[Recorded data]
■ ■ ■ ■

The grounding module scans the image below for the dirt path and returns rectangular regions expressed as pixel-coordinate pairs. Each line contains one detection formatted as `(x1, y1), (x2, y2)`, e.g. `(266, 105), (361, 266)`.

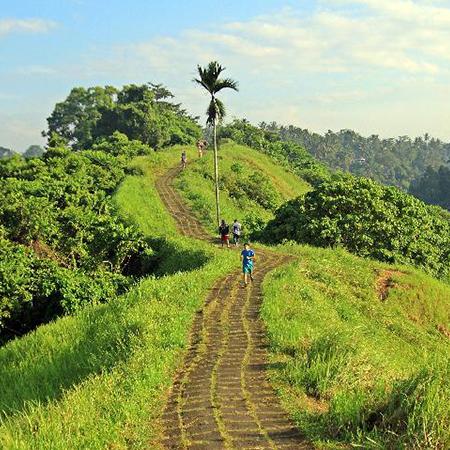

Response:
(157, 168), (312, 450)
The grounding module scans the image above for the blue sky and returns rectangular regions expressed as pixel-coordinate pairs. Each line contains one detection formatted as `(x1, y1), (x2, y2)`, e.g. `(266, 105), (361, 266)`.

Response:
(0, 0), (450, 150)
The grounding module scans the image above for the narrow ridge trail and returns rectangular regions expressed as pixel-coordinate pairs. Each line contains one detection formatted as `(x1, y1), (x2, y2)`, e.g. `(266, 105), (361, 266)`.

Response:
(156, 167), (313, 450)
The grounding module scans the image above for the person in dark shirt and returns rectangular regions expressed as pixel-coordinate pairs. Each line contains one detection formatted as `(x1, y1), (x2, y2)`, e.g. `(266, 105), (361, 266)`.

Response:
(233, 219), (242, 247)
(219, 220), (230, 248)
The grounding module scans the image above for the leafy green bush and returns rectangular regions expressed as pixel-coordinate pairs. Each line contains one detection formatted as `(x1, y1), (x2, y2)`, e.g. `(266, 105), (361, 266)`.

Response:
(46, 83), (201, 150)
(265, 177), (450, 276)
(0, 133), (157, 342)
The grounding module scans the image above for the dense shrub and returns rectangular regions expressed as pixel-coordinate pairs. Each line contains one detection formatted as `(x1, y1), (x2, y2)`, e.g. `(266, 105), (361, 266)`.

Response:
(45, 83), (201, 150)
(265, 177), (450, 276)
(0, 133), (155, 342)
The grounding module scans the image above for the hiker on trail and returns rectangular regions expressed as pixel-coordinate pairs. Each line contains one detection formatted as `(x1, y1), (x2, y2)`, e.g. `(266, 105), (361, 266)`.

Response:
(219, 219), (230, 248)
(181, 150), (187, 169)
(241, 242), (255, 286)
(197, 139), (207, 158)
(233, 219), (242, 247)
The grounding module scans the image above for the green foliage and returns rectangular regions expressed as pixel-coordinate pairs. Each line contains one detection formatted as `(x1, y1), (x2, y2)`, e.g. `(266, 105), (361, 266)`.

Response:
(45, 83), (201, 150)
(262, 245), (450, 449)
(0, 146), (15, 159)
(266, 177), (450, 277)
(409, 166), (450, 211)
(23, 145), (45, 158)
(0, 148), (239, 450)
(0, 133), (155, 342)
(220, 119), (332, 186)
(173, 142), (309, 239)
(260, 122), (450, 190)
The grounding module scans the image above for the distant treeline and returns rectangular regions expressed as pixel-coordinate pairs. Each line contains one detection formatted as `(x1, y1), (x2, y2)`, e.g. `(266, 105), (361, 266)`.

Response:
(0, 145), (45, 159)
(237, 122), (450, 213)
(0, 84), (201, 345)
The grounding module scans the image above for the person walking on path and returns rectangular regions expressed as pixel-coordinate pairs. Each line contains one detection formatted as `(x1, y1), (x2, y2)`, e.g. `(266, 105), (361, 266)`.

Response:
(197, 140), (207, 158)
(219, 219), (230, 248)
(241, 242), (255, 286)
(181, 150), (187, 169)
(233, 219), (242, 247)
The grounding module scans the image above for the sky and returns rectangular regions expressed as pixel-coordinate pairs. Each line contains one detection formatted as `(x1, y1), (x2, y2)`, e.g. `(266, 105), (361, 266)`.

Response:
(0, 0), (450, 151)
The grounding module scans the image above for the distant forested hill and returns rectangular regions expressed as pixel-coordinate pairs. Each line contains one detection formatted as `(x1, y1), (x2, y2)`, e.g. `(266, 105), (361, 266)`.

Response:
(409, 166), (450, 211)
(259, 122), (450, 190)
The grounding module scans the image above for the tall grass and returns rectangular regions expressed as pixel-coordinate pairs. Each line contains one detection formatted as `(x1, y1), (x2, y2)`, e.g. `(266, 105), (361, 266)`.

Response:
(263, 246), (450, 449)
(0, 149), (236, 450)
(173, 142), (310, 233)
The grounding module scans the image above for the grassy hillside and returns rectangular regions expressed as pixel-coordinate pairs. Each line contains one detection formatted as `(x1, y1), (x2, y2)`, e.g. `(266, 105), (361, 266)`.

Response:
(177, 142), (311, 236)
(263, 246), (450, 449)
(171, 149), (450, 449)
(0, 149), (236, 450)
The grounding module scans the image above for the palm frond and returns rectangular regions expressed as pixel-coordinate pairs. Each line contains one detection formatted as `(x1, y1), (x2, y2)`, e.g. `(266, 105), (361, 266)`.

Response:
(206, 98), (226, 125)
(214, 78), (239, 93)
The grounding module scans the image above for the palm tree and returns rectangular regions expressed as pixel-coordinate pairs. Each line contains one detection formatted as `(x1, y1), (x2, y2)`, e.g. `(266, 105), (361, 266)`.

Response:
(194, 61), (238, 226)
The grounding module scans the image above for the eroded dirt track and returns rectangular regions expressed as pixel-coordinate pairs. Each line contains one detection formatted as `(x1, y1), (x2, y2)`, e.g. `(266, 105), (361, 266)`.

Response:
(157, 168), (312, 449)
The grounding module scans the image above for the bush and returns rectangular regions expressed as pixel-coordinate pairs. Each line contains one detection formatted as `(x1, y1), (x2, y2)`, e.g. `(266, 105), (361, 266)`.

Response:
(0, 139), (156, 342)
(265, 177), (450, 277)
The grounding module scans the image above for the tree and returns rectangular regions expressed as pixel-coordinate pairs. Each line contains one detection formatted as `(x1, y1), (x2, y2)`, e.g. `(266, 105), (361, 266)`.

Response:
(23, 145), (45, 158)
(44, 83), (201, 150)
(194, 61), (238, 226)
(0, 146), (14, 159)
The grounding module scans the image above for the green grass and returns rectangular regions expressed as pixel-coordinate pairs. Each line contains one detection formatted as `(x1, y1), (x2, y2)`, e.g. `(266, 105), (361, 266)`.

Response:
(0, 149), (237, 450)
(0, 139), (450, 450)
(177, 142), (311, 233)
(262, 246), (450, 449)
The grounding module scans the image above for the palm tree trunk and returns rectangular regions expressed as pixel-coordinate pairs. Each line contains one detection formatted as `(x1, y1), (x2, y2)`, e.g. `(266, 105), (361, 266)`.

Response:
(213, 119), (220, 227)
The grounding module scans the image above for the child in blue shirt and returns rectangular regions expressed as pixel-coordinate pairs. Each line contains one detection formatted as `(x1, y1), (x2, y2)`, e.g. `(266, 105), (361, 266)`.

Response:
(241, 242), (255, 286)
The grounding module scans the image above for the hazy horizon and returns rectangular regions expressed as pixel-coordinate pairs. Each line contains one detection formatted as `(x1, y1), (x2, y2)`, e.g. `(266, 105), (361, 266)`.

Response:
(0, 0), (450, 151)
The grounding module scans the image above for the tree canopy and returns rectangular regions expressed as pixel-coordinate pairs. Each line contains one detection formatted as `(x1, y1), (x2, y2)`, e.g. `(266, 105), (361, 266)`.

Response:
(44, 83), (201, 150)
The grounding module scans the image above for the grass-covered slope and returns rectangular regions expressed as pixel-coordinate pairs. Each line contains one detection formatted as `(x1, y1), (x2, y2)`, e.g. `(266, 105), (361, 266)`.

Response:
(172, 144), (450, 449)
(177, 141), (311, 234)
(0, 149), (236, 450)
(262, 246), (450, 449)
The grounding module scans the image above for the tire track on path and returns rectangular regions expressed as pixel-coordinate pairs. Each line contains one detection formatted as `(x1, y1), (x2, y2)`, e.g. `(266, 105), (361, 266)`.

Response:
(156, 167), (313, 450)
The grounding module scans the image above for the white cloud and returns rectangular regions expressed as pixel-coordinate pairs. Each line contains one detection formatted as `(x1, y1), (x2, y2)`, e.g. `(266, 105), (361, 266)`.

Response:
(0, 19), (56, 36)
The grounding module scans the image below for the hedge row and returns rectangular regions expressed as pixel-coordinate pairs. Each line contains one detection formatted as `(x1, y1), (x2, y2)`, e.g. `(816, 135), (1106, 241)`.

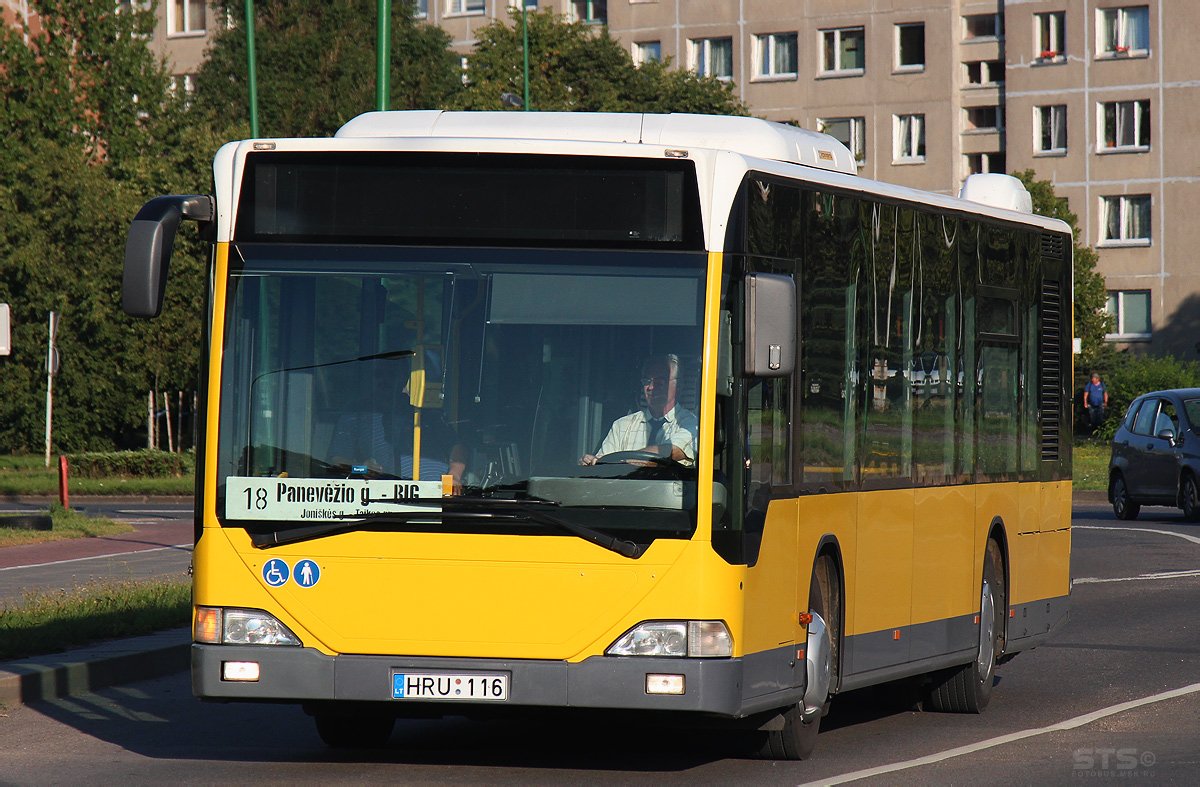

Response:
(67, 450), (196, 479)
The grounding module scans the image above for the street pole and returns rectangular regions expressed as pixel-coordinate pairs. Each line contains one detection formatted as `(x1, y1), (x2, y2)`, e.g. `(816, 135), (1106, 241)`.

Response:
(46, 312), (59, 467)
(376, 0), (391, 112)
(521, 0), (529, 112)
(246, 0), (258, 137)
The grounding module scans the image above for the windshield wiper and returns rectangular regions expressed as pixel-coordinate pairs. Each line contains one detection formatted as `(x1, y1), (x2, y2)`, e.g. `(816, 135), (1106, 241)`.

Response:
(250, 498), (642, 558)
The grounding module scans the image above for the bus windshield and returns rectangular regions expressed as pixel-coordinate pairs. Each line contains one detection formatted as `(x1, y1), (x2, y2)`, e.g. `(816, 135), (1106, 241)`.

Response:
(217, 244), (706, 543)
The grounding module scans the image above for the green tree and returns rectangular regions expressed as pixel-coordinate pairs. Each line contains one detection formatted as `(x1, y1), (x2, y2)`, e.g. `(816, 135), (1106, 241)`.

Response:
(452, 11), (748, 115)
(0, 0), (211, 451)
(193, 0), (462, 138)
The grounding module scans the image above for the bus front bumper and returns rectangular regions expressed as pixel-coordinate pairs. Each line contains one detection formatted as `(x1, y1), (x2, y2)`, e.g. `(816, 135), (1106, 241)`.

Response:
(192, 644), (804, 717)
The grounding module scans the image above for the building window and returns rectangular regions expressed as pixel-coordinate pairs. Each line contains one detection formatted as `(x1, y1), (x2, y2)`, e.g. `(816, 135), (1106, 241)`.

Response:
(962, 13), (1004, 41)
(966, 151), (1008, 175)
(571, 0), (608, 24)
(962, 107), (1004, 132)
(690, 38), (733, 79)
(896, 23), (925, 71)
(817, 118), (866, 167)
(1105, 289), (1151, 340)
(821, 28), (866, 76)
(1096, 6), (1150, 58)
(754, 32), (798, 79)
(892, 115), (925, 163)
(1097, 101), (1150, 151)
(167, 0), (205, 36)
(1033, 11), (1067, 62)
(962, 60), (1004, 88)
(634, 41), (662, 65)
(1100, 194), (1150, 246)
(1033, 104), (1067, 155)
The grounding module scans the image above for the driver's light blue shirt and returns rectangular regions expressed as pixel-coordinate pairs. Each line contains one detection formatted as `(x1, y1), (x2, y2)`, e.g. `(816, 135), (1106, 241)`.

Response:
(596, 407), (700, 464)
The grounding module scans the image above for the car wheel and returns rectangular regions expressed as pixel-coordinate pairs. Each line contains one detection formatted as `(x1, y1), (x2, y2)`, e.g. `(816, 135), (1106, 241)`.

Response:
(1112, 475), (1141, 519)
(1180, 474), (1200, 522)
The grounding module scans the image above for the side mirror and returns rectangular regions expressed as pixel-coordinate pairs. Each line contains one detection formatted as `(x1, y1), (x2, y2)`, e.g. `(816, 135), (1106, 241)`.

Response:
(121, 194), (214, 317)
(745, 274), (797, 377)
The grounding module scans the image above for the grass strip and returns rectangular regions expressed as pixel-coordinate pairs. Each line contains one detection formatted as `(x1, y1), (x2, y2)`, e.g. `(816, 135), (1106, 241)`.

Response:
(1072, 438), (1111, 492)
(0, 579), (192, 661)
(0, 503), (133, 547)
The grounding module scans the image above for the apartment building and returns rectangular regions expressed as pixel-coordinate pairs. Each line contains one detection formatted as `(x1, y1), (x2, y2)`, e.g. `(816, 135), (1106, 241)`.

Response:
(0, 0), (1200, 359)
(607, 0), (1200, 359)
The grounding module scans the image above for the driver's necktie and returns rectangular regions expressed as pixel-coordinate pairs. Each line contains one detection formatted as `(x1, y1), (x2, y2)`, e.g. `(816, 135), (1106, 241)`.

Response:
(646, 417), (666, 445)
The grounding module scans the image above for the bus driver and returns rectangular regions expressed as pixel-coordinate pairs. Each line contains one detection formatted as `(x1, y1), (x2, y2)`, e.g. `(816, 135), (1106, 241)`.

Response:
(580, 355), (700, 465)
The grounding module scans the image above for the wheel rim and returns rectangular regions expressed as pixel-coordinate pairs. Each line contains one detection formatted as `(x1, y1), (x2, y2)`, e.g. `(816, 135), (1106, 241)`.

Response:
(976, 579), (996, 678)
(1112, 479), (1128, 516)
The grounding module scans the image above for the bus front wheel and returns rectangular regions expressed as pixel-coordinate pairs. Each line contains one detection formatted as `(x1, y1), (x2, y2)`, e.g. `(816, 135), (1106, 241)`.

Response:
(758, 555), (841, 759)
(926, 539), (1008, 713)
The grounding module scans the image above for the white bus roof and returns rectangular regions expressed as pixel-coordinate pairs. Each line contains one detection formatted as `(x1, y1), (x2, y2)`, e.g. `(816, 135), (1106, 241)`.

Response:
(335, 109), (858, 175)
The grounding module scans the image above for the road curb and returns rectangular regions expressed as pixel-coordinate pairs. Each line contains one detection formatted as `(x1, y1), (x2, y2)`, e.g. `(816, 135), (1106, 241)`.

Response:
(0, 629), (192, 705)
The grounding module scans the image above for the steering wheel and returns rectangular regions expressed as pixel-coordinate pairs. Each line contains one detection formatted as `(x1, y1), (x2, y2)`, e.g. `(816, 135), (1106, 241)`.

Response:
(596, 451), (672, 464)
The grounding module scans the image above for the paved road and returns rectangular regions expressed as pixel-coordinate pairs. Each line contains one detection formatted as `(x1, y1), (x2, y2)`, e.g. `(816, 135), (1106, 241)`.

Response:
(0, 500), (192, 608)
(0, 505), (1200, 785)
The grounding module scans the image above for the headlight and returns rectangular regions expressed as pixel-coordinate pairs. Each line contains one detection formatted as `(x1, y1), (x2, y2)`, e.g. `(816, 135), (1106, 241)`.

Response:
(193, 607), (300, 645)
(605, 620), (733, 659)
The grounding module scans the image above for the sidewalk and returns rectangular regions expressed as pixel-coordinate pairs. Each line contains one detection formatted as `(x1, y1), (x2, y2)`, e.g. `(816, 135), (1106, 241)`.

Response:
(0, 506), (193, 705)
(0, 629), (192, 705)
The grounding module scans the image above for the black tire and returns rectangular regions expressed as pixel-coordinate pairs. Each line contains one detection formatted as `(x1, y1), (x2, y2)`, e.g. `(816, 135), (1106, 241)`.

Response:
(758, 555), (841, 759)
(1180, 473), (1200, 522)
(1112, 474), (1141, 521)
(925, 540), (1008, 713)
(0, 513), (54, 530)
(313, 709), (396, 749)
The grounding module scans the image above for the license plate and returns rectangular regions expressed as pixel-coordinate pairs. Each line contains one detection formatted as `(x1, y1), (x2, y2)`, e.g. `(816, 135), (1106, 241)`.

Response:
(391, 672), (509, 702)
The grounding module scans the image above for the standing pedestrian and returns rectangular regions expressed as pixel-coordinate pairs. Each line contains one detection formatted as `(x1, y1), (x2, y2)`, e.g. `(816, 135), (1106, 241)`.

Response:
(1084, 372), (1109, 434)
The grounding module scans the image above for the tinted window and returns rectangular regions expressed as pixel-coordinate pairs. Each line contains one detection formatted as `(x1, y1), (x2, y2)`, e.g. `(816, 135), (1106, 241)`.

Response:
(1133, 399), (1158, 434)
(234, 152), (703, 250)
(1183, 399), (1200, 428)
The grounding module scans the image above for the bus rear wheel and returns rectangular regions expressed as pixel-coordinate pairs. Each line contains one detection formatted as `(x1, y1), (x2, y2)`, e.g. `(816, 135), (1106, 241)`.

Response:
(926, 539), (1008, 713)
(312, 707), (396, 749)
(758, 555), (841, 759)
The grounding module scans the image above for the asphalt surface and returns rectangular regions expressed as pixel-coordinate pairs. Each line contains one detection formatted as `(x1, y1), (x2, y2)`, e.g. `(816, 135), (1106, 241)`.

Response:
(0, 492), (1106, 704)
(0, 498), (193, 704)
(0, 498), (193, 608)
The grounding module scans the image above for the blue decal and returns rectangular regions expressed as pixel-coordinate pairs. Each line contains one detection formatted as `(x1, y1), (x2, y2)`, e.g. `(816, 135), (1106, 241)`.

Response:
(292, 558), (320, 588)
(263, 558), (290, 588)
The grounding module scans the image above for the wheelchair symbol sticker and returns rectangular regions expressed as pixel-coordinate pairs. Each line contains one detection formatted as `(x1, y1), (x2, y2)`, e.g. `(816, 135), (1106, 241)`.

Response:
(263, 558), (292, 588)
(292, 558), (320, 588)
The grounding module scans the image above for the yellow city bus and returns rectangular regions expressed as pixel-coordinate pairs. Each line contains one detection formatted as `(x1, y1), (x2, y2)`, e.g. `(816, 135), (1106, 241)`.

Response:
(122, 112), (1072, 758)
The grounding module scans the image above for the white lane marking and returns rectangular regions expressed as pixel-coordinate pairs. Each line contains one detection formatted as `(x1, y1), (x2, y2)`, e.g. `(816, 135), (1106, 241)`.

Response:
(808, 683), (1200, 785)
(1074, 569), (1200, 584)
(0, 543), (192, 571)
(1072, 524), (1200, 543)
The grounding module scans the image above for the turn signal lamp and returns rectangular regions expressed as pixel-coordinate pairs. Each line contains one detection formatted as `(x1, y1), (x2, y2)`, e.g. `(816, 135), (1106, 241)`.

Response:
(193, 607), (300, 645)
(192, 607), (221, 645)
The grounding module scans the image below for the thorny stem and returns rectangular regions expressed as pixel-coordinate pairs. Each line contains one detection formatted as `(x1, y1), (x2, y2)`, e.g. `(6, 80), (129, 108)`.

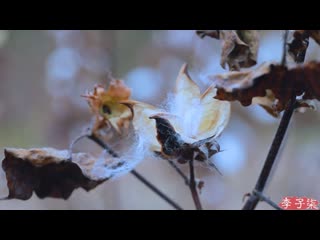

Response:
(88, 134), (183, 210)
(189, 159), (202, 210)
(242, 98), (296, 210)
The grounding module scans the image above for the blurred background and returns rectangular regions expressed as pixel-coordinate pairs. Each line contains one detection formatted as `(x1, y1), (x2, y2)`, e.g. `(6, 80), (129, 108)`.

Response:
(0, 30), (320, 209)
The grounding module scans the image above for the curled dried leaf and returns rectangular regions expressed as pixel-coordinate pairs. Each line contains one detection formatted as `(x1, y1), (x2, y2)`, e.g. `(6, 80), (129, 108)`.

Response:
(211, 62), (320, 115)
(84, 80), (133, 133)
(2, 148), (114, 200)
(197, 30), (259, 71)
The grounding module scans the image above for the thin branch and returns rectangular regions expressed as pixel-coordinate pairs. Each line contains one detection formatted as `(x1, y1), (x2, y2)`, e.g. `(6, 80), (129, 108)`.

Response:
(189, 159), (202, 210)
(87, 134), (183, 210)
(281, 30), (289, 66)
(167, 160), (189, 186)
(242, 98), (296, 210)
(130, 170), (183, 210)
(253, 190), (282, 210)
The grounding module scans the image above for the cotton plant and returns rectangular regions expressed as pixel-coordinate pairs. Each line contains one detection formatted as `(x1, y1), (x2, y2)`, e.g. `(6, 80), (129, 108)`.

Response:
(122, 64), (230, 169)
(3, 64), (230, 208)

■ ■ ■ ■

## Goal of the exercise
Print the lines above again without any changes, beginning with the line that contains "The grounding module scans the image above for the bush" and going on through the line that contains "(265, 177), (450, 277)".

## Final result
The grounding module scans the image above for the bush and returns rectangular regions expressed as pixel-coordinate pairs. Each line contains one detection formatted as `(x1, y1), (x2, y2)`, e.g. `(266, 105), (361, 266)`.

Response:
(0, 139), (156, 342)
(265, 177), (450, 277)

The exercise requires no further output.